• _Text segment_:
Majd Eddin Ghazal training at Damascus stadium (AFP / Getty Images) © Copyright
Feature Rio de Janeiro, Brazil

Ghazal’s long road from Damascus to Rio

Talking about his home country does not come easy for Syrian high jumper Majd Eddin Ghazal. The memories are simply too raw and too painful.

Memories, in particular, of a training session in Damascus just weeks before the London 2012 Olympics when the stadium in the Syrian capital was bombed and a shell exploded near to the high jump landing area where Ghazal was training.

Fearing his life, Ghazal dashed home and didn’t set foot outside his front door for more than a month.

“It was a time of civil war in our country,” says Ghazal. “The situation in Damascus was terrible. Military hardware, gunfire, explosions, cries and shouts of people rang out everywhere. My native city was under fire. I was shocked and really scared.”

Ghazal hadn’t even planned to be in Syria at that time. He had only returned to his home country to receive some treatment after picking up an ankle injury earlier that season. Although he had qualified for the Olympics, competing was the last thing on his mind.

“I couldn’t think about training or the Olympics, but our government decided we should go to London,” said Ghazal. “Nobody expected any strong results from us. It was more of a political move to show the world that Syria is still alive.”

Ghazal was chosen to be Syria’s flag bearer for the opening ceremony. He was bursting with pride as he walked into London’s Olympic Stadium, but his feelings were still mixed.

“Every cell of my body felt the unbelievable atmosphere of the biggest sporting festival,” he said. “But images of the war on the streets of Damascus would flash through my mind like a horror film. I tried to switch my thoughts to positive ones, but my brain refused to obey.”

• _Data section_:

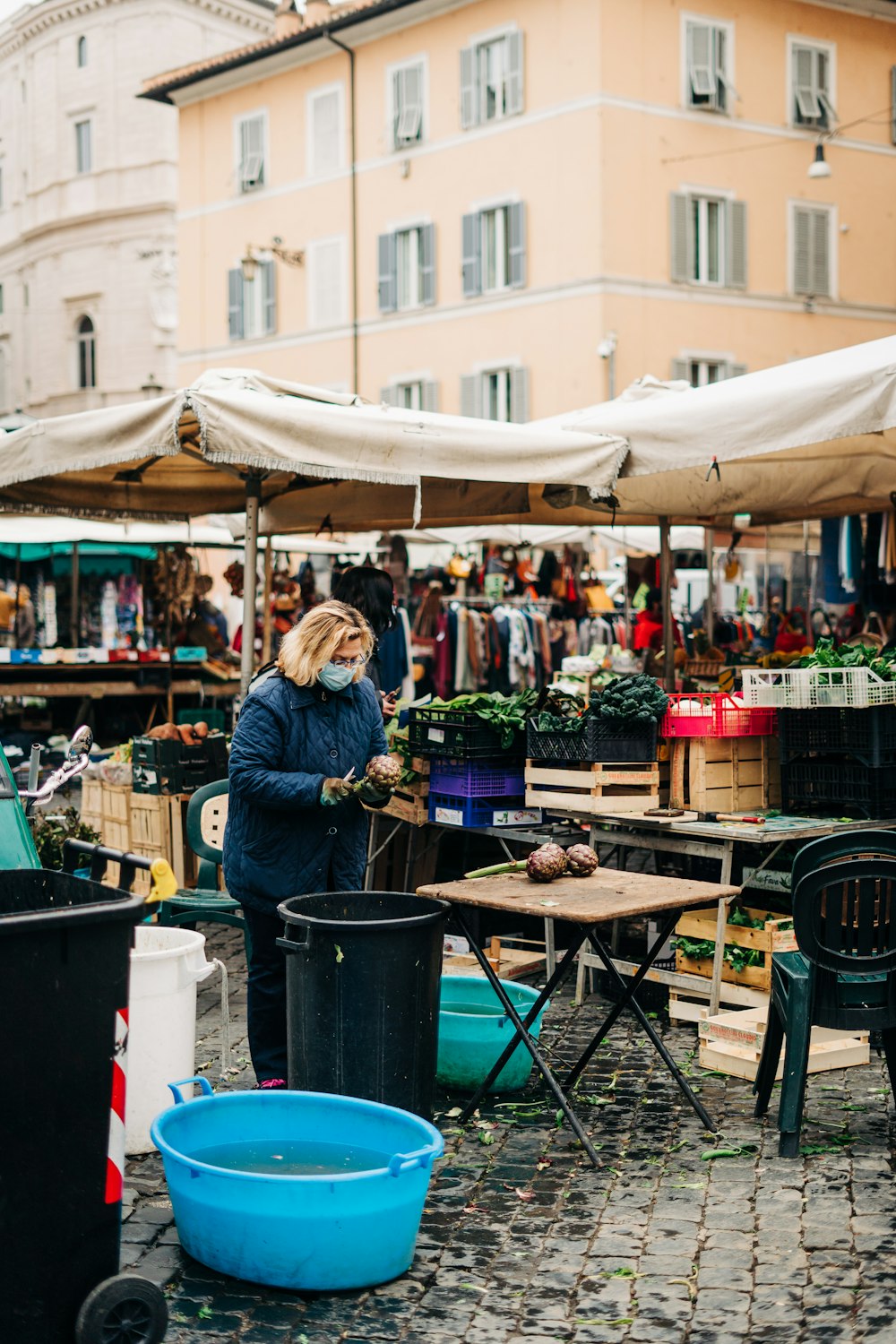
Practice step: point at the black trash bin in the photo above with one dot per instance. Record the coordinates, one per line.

• _Problems_:
• 1. Can you repeat the feature on Majd Eddin Ghazal from "Majd Eddin Ghazal training" to "and too painful."?
• 2. Can you carry on with the feature about high jumper Majd Eddin Ghazal from where it stops?

• _Answers_:
• 1.
Majd Eddin Ghazal training at Damascus stadium (AFP / Getty Images) © Copyright
Feature Rio de Janeiro, Brazil

Ghazal’s long road from Damascus to Rio

Talking about his home country does not come easy for Syrian high jumper Majd Eddin Ghazal. The memories are simply too raw and too painful.

• 2.
Unsurprisingly, Ghazal was some way short of his best at the London 2012 Olympics, clearing just 2.16m – 12 centimetres shy of the personal best he had set just one year prior – and failing to make the final.

He had performed better at the 2008 Olympics, where he had been entered as Syria’s wildcard as no athlete from that nation had achieved a qualifying standard in athletics. He equalled his then PB of 2.20m but missed out on the final.

“I was afraid of being ordinary against all of the excellent jumpers,” he says. “I was upset to miss out on the final but it was a really helpful and memorable experience.”

Third time lucky

Fast forward to 2016 and the situation is now very different for Ghazal as he prepares to compete at his third Olympics.

No longer a wild card entry, nor a token participant for political reasons; Ghazal is a genuine medal hope in the high jump.

He caused something of a stir at the IAAF World Challenge meeting in Beijing earlier this year when he added five centimetres to his PB, clearing a world-leading 2.36m. To many, it appeared as though that leap came from nowhere, but Ghazal had been gradually building up to a big breakthrough.

As a young boy, Ghazal started out playing football before moving to basketball, where coaches touted him as a future star. But one day his father introduced him to athletics and he never looked back.

He started out doing long distances before switching to sprints, horizontal jumps and then, final, the high jump. “As soon as I tried it, I knew that it would be my event,” he said. “I was happy that I had finally found a path to follow in athletics.”

Just a few years later, he took the bronze medal at the Pan-Arab Junior Championships with a national U20 record of 2.09m. His first national senior record was set just six months later.

His progression began to take off and after making his Olympic debut in 2008, he went on to represent Syria at the IAAF World Championships on numerous occasions. But he also had several coaching changes over the course of eight years, meaning he was never able to fully capitalise on a solid block of training with one coach.

“We significantly changed my technique and approach,” Ghazal said of his previous coaches. “I needed a little more time to put together all the details, but my federation called me back to Syria because of financial difficulties. I continued to train, self-coached, but I definitely needed some professional help, so in 2015 I joined Imad Sarraj’s group. He isn’t a high jump specialist, but he’s one of the best coaches in Syrian athletics.”

Stepping up in 2015

It was difficult for Ghazal to get an entry into the top European meetings, but in 2015 he quietly made a name for himself on the Asian circuit.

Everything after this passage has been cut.